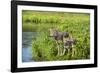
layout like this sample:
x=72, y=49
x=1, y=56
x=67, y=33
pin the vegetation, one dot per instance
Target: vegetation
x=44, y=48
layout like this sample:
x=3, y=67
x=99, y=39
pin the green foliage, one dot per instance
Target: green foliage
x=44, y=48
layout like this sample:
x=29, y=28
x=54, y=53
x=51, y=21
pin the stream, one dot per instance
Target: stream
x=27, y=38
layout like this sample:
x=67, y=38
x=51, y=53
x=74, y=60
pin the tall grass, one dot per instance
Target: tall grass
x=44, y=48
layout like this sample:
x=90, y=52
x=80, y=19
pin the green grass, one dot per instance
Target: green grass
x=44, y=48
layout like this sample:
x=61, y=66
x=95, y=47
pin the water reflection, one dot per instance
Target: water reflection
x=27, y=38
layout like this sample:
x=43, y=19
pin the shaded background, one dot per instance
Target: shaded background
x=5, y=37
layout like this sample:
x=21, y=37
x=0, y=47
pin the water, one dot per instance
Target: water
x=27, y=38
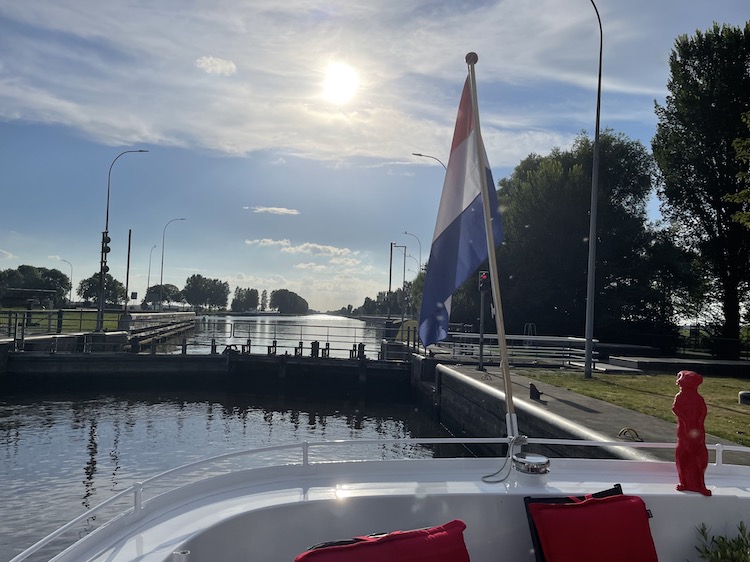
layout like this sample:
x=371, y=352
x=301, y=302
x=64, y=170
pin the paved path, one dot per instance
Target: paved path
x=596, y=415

> _Written task_: Switch every "pin" in the records to "mark" and reproduce all lines with everything else unchanged. Omit the pictures from the output.

> _Exercise solution_:
layout like this sample:
x=72, y=49
x=1, y=56
x=67, y=33
mark the vegetation, one dot per instance
Target: vegetation
x=44, y=48
layout like this sample:
x=3, y=67
x=99, y=39
mark the green foliage, one dot per instance
Target: green foliage
x=44, y=48
layout like this sample:
x=29, y=28
x=54, y=53
x=51, y=21
mark the stream, one dot per instance
Target: stream
x=27, y=38
layout like this sample:
x=67, y=38
x=51, y=53
x=74, y=60
mark the tall grass, one dot per instance
Target: tall grass
x=44, y=48
layout like this sample:
x=90, y=52
x=80, y=19
mark the green grass, one dot per instance
Target: green grass
x=44, y=48
layout like this sample:
x=61, y=66
x=95, y=47
mark the water reflection, one dot per instance
Target: water reflection
x=27, y=38
layout like this sample:
x=43, y=19
mark the shaded background, one dot per instance
Target: shaded background
x=5, y=37
layout like this sample:
x=21, y=37
x=0, y=47
mark the water, one dot per instance
Target: water
x=27, y=38
layout like this sample:
x=371, y=352
x=301, y=302
x=64, y=170
mark the paved path, one dot per instance
Target: paved path
x=596, y=415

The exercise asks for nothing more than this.